Текстовый блок »
3. Если бы нейтральное A, необходимо предшествующее значимому B, воспринималось лишь в силу своей " объективной устойчивой "[27] связи с последним, то для субъекта A и B могли бы быть неразличимы.

4. На основе сигнальности способность восприятия может сформироваться лишь в отношении отдельных нейтральных факторов, относительно жестко связанных со значимыми. Между тем, психическая ориентация делает возможной относительно целостную фиксацию пространственного окружения, а отнюдь не только тех или иных иногда встречающихся его компонентов. Поскольку объективной устойчивой связи между наугад взятым нейтральным средовым фактором и тем, что значимо, просто нет, постольку психику невозможно объяснить через сигнальность.

В русле подтверждения представленной концепции самим Леонтьевым и под его руководством было проведено несколько серий экспериментов. Их объективная предпосылка - существование агентов, "по отношению к которым человек является раздражимым, но которые не вызывают у него ощущений"[28]. По предположению Леонтьева, для того, чтобы такого рода агент "превратился в агент, вызывающий у субъекта ощущения, необходимо, чтобы была создана такая ситуация, в условиях которой воздействие данного агента опосредствовало бы его отношение к какому-нибудь другому внешнему воздействию"[29]. В ходе экспериментов у испытуемых действительно удалось сформировать фоточувствительность кожи. Однако этот результат не может рассматриваться как доказательство истинности изложенной гипотезы, ибо эта гипотеза касается проблемы первоначального становления психики, тогда как в эксперименте участвует субъект, у которого психика уже сформирована. Здесь может идти речь только об условиях вписания нового раздражителя в уже существующую систему психики - не более того[30].

Что нужно сделать »
[a] Какую чувствительность удалось сформировать у испытуемых в ходе экспериментов, согласно текстовому блоку?
[b] Верните дословно фрагмент текстового блока. Начните со слов «3. Если бы нейтральное» и остановитесь после слов «бы быть неразличимы.».

Предоставленные записи »
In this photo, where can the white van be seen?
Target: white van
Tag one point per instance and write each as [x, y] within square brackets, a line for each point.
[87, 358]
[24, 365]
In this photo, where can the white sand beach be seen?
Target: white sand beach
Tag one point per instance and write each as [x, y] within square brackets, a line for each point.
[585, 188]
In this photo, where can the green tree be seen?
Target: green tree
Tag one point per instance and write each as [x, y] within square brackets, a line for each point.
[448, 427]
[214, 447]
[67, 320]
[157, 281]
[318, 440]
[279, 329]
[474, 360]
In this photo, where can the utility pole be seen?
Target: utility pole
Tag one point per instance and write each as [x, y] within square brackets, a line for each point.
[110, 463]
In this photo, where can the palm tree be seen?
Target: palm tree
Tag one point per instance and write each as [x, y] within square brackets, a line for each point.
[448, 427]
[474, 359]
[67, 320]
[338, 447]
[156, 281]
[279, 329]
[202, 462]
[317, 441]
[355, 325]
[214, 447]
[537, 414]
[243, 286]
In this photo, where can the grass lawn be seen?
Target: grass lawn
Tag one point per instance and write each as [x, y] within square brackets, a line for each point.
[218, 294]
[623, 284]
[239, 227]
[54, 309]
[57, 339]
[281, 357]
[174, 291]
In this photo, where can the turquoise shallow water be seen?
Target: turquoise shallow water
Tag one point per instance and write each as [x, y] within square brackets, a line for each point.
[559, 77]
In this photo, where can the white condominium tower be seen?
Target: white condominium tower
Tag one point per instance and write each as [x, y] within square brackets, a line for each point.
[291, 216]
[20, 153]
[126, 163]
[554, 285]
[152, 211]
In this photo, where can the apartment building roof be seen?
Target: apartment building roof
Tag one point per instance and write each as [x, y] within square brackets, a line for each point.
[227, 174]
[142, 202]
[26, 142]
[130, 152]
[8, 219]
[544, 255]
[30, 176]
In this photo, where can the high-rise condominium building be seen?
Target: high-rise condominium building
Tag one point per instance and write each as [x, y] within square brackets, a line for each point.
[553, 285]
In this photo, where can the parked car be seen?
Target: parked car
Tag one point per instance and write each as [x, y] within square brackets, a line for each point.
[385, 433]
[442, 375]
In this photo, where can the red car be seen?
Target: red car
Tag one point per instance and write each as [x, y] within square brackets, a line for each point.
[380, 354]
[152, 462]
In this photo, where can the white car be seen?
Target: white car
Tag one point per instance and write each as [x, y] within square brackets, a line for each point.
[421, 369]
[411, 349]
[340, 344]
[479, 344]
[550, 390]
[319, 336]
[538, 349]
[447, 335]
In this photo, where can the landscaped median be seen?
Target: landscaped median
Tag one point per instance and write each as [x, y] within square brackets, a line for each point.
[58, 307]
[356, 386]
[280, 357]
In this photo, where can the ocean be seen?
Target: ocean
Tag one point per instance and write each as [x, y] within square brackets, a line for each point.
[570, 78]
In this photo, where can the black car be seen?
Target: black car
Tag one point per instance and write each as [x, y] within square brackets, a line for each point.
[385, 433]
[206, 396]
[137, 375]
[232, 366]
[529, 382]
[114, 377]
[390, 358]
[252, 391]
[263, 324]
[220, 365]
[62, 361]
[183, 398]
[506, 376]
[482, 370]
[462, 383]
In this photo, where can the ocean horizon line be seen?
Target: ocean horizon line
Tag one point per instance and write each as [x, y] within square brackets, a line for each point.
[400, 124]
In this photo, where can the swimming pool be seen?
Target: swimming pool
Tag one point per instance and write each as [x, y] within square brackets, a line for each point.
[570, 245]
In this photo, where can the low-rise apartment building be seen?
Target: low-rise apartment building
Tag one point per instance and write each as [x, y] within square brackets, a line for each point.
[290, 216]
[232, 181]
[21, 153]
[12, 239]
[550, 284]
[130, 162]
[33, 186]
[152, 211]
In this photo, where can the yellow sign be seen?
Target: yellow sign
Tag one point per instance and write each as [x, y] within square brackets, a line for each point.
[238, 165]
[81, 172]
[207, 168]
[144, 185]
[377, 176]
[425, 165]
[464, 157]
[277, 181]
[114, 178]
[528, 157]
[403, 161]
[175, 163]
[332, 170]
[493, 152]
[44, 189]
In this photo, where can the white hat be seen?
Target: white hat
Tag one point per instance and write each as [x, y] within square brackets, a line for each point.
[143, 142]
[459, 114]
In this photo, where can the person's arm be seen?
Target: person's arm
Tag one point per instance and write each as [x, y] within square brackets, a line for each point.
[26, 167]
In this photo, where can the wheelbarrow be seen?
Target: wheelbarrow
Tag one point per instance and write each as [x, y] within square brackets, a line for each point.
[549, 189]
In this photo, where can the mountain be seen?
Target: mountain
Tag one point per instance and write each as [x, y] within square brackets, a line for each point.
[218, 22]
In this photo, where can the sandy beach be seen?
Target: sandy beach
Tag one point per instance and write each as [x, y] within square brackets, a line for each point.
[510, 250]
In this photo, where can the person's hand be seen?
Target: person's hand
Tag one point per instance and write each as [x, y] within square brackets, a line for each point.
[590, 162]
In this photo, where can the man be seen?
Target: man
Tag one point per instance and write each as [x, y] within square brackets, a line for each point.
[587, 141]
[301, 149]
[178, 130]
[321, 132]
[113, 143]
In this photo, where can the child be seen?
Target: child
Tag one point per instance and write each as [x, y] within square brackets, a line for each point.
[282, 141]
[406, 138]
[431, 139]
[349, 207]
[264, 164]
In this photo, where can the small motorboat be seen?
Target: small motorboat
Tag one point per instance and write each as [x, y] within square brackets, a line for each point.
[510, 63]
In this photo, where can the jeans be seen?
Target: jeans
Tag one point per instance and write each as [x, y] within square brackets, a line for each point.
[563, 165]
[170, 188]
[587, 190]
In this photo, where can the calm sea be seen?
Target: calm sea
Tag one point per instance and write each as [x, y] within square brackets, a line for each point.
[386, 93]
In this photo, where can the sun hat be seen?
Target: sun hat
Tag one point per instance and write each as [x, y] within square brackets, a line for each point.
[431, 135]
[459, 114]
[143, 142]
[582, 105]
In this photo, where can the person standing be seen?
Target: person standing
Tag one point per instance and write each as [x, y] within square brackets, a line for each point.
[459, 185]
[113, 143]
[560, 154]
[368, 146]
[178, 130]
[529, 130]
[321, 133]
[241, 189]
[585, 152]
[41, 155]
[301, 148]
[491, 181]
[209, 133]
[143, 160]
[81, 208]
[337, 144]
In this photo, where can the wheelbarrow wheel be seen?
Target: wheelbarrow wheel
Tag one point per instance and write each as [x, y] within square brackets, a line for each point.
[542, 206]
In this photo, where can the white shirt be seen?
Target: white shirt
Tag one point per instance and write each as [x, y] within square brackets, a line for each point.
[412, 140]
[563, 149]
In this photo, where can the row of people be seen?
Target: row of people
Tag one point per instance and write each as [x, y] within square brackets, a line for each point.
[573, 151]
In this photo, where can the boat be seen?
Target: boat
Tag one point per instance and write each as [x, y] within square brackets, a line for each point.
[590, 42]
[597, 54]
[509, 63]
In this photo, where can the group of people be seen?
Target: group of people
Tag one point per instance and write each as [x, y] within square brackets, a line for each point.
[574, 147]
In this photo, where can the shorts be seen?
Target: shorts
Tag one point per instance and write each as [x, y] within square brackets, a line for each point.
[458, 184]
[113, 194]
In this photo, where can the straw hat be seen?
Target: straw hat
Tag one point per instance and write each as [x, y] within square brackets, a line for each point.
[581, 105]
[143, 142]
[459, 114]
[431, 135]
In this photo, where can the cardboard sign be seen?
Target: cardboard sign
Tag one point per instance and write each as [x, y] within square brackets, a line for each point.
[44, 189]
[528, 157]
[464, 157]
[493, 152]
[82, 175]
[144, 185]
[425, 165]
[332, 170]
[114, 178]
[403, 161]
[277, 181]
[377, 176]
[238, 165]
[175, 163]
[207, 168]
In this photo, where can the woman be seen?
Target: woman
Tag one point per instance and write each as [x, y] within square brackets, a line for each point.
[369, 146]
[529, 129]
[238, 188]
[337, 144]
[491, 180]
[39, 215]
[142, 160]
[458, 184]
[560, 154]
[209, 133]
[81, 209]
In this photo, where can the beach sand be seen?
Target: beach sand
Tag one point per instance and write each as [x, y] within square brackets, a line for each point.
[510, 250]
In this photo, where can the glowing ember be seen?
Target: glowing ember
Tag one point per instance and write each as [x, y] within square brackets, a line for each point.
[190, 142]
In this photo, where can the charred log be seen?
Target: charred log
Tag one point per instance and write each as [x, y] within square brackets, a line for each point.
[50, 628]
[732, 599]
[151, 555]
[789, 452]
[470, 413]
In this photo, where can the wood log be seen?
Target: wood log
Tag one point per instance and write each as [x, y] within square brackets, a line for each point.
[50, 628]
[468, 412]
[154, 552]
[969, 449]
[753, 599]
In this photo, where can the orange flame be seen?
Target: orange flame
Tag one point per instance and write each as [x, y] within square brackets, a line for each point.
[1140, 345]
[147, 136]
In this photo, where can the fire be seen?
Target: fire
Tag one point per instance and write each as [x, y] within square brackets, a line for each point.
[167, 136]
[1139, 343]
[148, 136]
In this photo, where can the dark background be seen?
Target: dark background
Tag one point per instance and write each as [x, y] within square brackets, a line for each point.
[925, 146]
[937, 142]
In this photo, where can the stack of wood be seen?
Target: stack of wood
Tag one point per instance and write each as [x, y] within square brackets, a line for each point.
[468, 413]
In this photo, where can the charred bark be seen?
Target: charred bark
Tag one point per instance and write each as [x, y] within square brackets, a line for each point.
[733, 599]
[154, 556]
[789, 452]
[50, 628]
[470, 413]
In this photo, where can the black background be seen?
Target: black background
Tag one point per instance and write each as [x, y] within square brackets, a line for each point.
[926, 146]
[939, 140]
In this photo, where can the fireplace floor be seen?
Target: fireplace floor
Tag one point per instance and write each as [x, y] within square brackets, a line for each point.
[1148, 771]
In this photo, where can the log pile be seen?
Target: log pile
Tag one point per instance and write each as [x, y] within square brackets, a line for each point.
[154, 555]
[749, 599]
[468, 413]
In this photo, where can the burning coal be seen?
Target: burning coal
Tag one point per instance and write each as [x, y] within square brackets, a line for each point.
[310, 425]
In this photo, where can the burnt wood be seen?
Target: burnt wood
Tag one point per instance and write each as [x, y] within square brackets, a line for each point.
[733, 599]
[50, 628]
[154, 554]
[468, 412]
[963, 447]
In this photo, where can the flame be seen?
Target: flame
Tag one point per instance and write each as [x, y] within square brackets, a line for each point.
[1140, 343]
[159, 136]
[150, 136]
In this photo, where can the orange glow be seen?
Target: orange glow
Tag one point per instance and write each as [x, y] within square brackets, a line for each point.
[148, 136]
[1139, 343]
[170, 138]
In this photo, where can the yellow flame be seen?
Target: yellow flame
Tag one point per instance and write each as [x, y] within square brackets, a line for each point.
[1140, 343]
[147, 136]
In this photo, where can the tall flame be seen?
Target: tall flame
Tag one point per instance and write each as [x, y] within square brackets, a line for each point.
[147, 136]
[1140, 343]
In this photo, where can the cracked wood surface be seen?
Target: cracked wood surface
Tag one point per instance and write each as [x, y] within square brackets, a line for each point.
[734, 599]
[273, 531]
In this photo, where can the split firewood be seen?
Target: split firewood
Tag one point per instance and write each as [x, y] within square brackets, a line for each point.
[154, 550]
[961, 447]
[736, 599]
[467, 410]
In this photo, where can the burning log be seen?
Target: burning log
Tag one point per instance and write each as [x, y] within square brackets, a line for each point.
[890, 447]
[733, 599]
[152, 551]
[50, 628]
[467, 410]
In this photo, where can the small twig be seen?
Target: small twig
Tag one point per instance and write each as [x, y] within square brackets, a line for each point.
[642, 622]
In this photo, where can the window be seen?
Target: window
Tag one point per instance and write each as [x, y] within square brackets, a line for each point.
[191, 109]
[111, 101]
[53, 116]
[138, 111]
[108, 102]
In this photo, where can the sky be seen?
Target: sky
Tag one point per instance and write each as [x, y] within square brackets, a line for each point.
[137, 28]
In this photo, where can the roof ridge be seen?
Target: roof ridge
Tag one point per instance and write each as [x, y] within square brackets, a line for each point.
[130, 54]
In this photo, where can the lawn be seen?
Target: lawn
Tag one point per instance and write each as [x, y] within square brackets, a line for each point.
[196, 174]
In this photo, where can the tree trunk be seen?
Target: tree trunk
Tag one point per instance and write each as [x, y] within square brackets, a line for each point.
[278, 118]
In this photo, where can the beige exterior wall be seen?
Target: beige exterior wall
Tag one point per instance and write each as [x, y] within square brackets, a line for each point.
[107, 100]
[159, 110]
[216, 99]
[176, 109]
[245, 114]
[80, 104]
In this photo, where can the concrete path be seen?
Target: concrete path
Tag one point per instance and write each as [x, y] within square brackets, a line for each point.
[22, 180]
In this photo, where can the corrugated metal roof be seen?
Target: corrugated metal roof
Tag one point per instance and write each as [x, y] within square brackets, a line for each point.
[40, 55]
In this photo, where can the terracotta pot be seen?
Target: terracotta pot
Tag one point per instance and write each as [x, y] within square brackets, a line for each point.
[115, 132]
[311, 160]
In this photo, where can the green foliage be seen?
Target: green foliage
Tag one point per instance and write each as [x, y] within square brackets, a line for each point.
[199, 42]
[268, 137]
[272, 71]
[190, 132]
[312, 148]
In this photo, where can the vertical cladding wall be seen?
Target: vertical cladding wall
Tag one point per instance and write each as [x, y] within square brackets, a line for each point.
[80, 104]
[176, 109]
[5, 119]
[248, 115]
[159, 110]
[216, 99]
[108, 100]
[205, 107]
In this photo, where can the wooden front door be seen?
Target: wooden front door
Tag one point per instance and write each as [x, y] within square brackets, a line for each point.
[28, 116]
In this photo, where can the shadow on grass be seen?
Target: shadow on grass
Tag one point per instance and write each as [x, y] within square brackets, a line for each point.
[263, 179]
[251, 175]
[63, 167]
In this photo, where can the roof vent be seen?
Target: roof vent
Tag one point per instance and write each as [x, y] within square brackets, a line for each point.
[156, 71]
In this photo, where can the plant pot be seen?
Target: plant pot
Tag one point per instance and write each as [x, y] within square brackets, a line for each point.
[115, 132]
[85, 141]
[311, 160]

Ответы по заданиям »
[a] Фоточувствительность кожи.

[b]
3. Если бы нейтральное A, необходимо предшествующее значимому B, воспринималось лишь в силу своей " объективной устойчивой "[27] связи с последним, то для субъекта A и B могли бы быть неразличимы.